--- GOAL OF THE EXERCISE ---
All the entries need to be quoted exactly, apart from the pictures, which you should drop.

--- INPUT ---
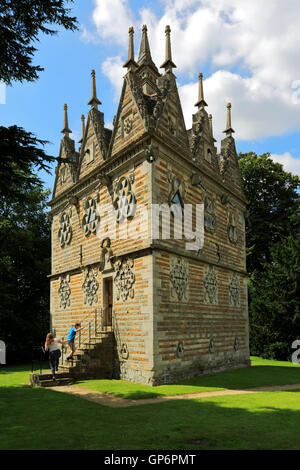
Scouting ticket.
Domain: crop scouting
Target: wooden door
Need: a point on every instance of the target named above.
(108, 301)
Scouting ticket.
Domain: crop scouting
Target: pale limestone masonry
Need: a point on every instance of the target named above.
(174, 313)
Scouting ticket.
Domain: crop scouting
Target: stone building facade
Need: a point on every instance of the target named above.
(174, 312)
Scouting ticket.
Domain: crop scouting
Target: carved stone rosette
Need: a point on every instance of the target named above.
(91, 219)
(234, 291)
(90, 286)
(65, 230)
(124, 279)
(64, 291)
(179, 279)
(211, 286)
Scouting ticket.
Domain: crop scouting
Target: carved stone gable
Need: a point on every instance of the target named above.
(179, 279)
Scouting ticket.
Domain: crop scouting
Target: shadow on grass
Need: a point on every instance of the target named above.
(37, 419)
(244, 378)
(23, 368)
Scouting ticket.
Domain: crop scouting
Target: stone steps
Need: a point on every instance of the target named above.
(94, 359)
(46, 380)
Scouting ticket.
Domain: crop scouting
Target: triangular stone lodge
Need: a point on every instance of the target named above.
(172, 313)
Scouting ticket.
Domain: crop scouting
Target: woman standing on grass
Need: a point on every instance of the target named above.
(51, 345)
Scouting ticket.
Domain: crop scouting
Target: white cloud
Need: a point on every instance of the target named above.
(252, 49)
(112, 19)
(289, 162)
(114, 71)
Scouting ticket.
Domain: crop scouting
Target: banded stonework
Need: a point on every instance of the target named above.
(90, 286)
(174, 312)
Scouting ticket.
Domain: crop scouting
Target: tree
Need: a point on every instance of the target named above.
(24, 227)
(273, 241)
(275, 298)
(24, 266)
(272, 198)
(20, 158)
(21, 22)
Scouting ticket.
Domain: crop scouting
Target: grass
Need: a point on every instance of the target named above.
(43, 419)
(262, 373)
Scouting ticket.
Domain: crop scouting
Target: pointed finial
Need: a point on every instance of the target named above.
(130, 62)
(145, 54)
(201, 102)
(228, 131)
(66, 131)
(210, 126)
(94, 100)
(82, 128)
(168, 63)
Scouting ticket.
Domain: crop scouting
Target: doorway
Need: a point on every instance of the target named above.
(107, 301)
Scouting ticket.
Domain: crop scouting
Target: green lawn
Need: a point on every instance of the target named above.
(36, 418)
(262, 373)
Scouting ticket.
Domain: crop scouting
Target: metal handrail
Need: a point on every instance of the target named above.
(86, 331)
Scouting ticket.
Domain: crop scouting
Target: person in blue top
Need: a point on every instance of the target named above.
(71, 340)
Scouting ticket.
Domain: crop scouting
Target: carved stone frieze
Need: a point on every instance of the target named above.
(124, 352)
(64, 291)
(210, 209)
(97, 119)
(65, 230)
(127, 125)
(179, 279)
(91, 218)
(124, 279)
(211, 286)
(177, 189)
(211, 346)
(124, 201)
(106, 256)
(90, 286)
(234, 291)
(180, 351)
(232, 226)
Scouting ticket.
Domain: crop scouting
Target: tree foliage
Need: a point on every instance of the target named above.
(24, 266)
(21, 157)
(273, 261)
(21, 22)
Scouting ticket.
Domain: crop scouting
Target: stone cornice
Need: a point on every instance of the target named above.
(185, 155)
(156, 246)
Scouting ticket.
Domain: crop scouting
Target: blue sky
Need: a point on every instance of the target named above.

--- TASK OUTPUT ---
Scouting ticket.
Domain: crop scouting
Target: wooden door
Need: a point on every instance of the target named above.
(108, 301)
Scouting ticket.
Domain: crop scouting
Target: pale limestone masonry
Need: a point on every instance of the target named above.
(174, 313)
Scouting ticket.
Domain: crop scouting
Target: stone building facade
Need: a point on every instance of the target named above.
(174, 312)
Scouting ticket.
Domain: crop scouting
Target: carved stone rosette
Need: a point on every instance of the target named above.
(91, 219)
(234, 291)
(90, 286)
(65, 230)
(124, 279)
(64, 291)
(179, 279)
(211, 286)
Scouting ticket.
Domain: crop scouting
Target: carved stone gable
Need: a point on every instance of the target named above.
(179, 279)
Scouting ticket.
Domain: crop scouting
Target: shadow on grass
Need: a point on every instance of the target named above.
(37, 419)
(244, 378)
(23, 368)
Scouting ticket.
Domain: crop scouting
Target: stone steps
Need: a point on every instance of the target named above.
(94, 359)
(46, 380)
Scouting ticket.
Domain: crop scouting
Target: triangular stone lodge
Need: a point on every instance of the target named above.
(172, 313)
Scouting ticket.
Domain: crop scouting
Target: woman standing on grass
Need: a point on every instance of the target named above.
(51, 345)
Scouting ticket.
Domain: crop scouting
Target: white cloud
Need: a point on every instance of the target named above.
(252, 49)
(112, 19)
(289, 162)
(114, 71)
Scouting ticket.
Domain: crop scouting
Target: banded stonework
Need: a point on every instance of the target named above.
(90, 286)
(174, 312)
Scouting ticket.
Domain: crop scouting
Target: tree
Need: a point on every instance of the target named above.
(24, 227)
(273, 241)
(275, 298)
(24, 266)
(272, 198)
(20, 158)
(21, 22)
Scouting ticket.
Domain: crop scouting
Target: grass
Need: a point on every instance of the target named above.
(43, 419)
(262, 373)
Scouting ticket.
Domain: crop scouting
Target: pointed finial
Need: a point on every instance of the target named above.
(130, 62)
(145, 54)
(201, 102)
(228, 131)
(66, 131)
(210, 126)
(94, 100)
(82, 128)
(168, 63)
Scouting ticket.
Domain: crop scouting
Target: doorway
Need: a point on every instance of the target named above.
(107, 301)
Scouting ticket.
Domain: crop scouting
Target: green lawn
Need: a point on every instance of the target named above.
(36, 418)
(262, 373)
Scouting ticket.
Domain: crop scouting
Target: metal handrail
Need: a point on every instance of the target named above.
(86, 331)
Scouting ticket.
Domain: crop scouting
Target: person in blue top
Need: a point on every instance of the target named above.
(71, 340)
Scouting ticket.
Domain: crop scouting
Target: carved stone frieze
Need: a point on every instance of the target named above.
(124, 352)
(64, 291)
(210, 209)
(97, 119)
(65, 230)
(127, 125)
(179, 279)
(91, 218)
(124, 279)
(211, 286)
(177, 189)
(211, 346)
(124, 201)
(106, 256)
(90, 286)
(234, 291)
(180, 351)
(232, 226)
Scouting ticket.
Domain: crop scouting
Target: tree foliage
Need: a point on every instance of the target named above.
(24, 266)
(21, 157)
(273, 261)
(21, 22)
Scouting ticket.
Domain: crop scouting
Target: stone cornice
Need: a point on every instance of the target named above.
(185, 155)
(156, 246)
Scouting ticket.
Domain: crop scouting
Target: blue sky
Need: a point on every instance of the target named above.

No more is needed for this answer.